**GIVEN REQUEST**
Please repeat the lines from the one containing "Call locate_point to put a point on the stack" through the end of the lines, both ends included, swapping "coins" for "tokens" and changing nothing else.

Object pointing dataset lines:
(begin)
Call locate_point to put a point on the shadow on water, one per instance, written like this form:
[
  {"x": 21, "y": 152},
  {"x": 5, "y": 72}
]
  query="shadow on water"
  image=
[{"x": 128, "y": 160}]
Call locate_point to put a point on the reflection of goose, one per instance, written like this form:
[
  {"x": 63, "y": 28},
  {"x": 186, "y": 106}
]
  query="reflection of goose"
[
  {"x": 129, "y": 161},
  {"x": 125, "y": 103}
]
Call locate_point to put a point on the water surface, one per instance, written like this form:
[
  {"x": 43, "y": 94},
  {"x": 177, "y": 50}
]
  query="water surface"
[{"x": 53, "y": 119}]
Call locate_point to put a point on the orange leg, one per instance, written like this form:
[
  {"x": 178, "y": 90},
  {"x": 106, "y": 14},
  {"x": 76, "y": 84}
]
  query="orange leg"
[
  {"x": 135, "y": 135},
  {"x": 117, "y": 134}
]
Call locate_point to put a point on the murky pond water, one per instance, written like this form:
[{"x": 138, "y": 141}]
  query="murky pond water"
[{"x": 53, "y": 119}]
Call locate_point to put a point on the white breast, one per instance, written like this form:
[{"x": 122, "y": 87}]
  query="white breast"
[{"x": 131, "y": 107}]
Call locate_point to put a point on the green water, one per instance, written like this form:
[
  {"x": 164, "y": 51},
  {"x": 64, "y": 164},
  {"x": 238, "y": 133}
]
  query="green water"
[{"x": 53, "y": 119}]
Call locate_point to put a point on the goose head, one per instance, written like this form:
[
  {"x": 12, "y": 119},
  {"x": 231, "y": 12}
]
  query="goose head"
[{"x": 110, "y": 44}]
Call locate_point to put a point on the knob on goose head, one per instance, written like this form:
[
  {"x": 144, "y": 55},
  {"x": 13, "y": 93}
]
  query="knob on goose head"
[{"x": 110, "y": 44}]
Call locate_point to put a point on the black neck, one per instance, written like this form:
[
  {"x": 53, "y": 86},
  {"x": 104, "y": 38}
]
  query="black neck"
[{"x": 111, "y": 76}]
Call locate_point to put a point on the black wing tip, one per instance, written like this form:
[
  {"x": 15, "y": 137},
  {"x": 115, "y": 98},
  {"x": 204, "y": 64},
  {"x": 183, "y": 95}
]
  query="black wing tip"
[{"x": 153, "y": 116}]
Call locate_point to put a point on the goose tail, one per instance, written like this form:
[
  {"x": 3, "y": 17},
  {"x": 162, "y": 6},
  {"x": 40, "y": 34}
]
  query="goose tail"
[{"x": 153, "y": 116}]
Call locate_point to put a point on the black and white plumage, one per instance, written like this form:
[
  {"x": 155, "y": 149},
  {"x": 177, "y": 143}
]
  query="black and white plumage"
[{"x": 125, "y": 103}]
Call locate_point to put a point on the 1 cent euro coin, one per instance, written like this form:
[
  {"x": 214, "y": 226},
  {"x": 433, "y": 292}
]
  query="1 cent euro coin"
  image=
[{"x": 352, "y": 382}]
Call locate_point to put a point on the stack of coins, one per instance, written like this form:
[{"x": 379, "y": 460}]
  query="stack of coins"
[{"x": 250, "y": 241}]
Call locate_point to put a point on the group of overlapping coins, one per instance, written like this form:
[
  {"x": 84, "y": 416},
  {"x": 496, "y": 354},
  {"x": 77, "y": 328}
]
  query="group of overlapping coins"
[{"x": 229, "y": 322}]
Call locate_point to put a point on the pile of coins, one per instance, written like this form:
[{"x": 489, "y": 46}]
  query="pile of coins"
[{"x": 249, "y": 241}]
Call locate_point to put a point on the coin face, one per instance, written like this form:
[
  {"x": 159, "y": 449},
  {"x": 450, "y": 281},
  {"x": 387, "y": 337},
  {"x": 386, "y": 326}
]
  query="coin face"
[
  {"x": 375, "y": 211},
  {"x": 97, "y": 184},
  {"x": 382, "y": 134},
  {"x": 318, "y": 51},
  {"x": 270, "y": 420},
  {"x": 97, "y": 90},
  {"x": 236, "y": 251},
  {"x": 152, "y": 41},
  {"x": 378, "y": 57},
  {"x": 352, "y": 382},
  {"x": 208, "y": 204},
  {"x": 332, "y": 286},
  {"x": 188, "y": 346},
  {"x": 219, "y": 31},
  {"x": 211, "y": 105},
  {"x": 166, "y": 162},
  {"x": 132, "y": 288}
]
(end)
**THE SOLUTION**
Call locate_point to put a point on the stack of tokens, one per instance, written like this form:
[{"x": 379, "y": 460}]
  query="stack of tokens"
[{"x": 250, "y": 241}]
Call locate_point to put a point on the group of overlapping tokens, one per instance, written like this form:
[
  {"x": 84, "y": 416},
  {"x": 496, "y": 354},
  {"x": 77, "y": 328}
]
  query="group of overlapping tokens"
[{"x": 229, "y": 322}]
Call locate_point to put a point on the pile of tokens, one per instance, written like this form:
[{"x": 489, "y": 46}]
  query="pile of tokens"
[{"x": 249, "y": 241}]
Call locate_point to put a point on the coin face, one per instance, written like this form:
[
  {"x": 159, "y": 449},
  {"x": 450, "y": 281},
  {"x": 387, "y": 337},
  {"x": 386, "y": 326}
]
  query="coin face"
[
  {"x": 375, "y": 211},
  {"x": 97, "y": 184},
  {"x": 382, "y": 134},
  {"x": 318, "y": 51},
  {"x": 270, "y": 420},
  {"x": 97, "y": 90},
  {"x": 236, "y": 251},
  {"x": 152, "y": 41},
  {"x": 378, "y": 57},
  {"x": 352, "y": 382},
  {"x": 208, "y": 204},
  {"x": 332, "y": 286},
  {"x": 188, "y": 346},
  {"x": 219, "y": 31},
  {"x": 211, "y": 105},
  {"x": 166, "y": 162},
  {"x": 132, "y": 288}
]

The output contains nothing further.